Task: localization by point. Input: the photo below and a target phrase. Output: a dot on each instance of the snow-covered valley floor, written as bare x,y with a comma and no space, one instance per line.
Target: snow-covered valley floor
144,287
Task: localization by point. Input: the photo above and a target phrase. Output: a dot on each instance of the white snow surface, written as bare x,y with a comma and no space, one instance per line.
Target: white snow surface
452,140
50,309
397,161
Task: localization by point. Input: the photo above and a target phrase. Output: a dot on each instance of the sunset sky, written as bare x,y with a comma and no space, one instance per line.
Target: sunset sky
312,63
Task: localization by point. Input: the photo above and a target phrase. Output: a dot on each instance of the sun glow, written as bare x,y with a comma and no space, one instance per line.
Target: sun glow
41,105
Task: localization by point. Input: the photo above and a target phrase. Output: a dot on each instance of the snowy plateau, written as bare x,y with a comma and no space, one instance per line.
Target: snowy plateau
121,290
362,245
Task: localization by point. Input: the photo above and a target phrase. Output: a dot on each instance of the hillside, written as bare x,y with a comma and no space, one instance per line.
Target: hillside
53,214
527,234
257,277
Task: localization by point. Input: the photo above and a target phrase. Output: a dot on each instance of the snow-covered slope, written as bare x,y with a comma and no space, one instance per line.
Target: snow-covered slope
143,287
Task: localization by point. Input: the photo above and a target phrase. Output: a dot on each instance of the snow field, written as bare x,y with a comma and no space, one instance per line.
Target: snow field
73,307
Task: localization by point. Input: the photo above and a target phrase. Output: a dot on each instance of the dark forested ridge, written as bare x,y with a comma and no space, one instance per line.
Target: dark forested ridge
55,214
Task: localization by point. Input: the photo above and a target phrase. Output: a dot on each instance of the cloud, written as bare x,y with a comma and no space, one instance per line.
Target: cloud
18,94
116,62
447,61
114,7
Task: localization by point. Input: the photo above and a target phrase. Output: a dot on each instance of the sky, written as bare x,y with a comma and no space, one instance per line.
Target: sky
********************
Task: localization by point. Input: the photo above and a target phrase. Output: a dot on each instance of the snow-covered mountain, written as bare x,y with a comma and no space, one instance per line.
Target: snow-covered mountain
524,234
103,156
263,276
********************
## Requirement
Above are the entries. Quote exactly the lines from the one bearing "the sky, written" through the one bearing "Target: sky".

## Solution for this task
Task: localization by point. Input: the photo above and a target phrase. Output: a dot on each instance of the sky, written as bare x,y with a comma and no space, one instance per line.
Target: sky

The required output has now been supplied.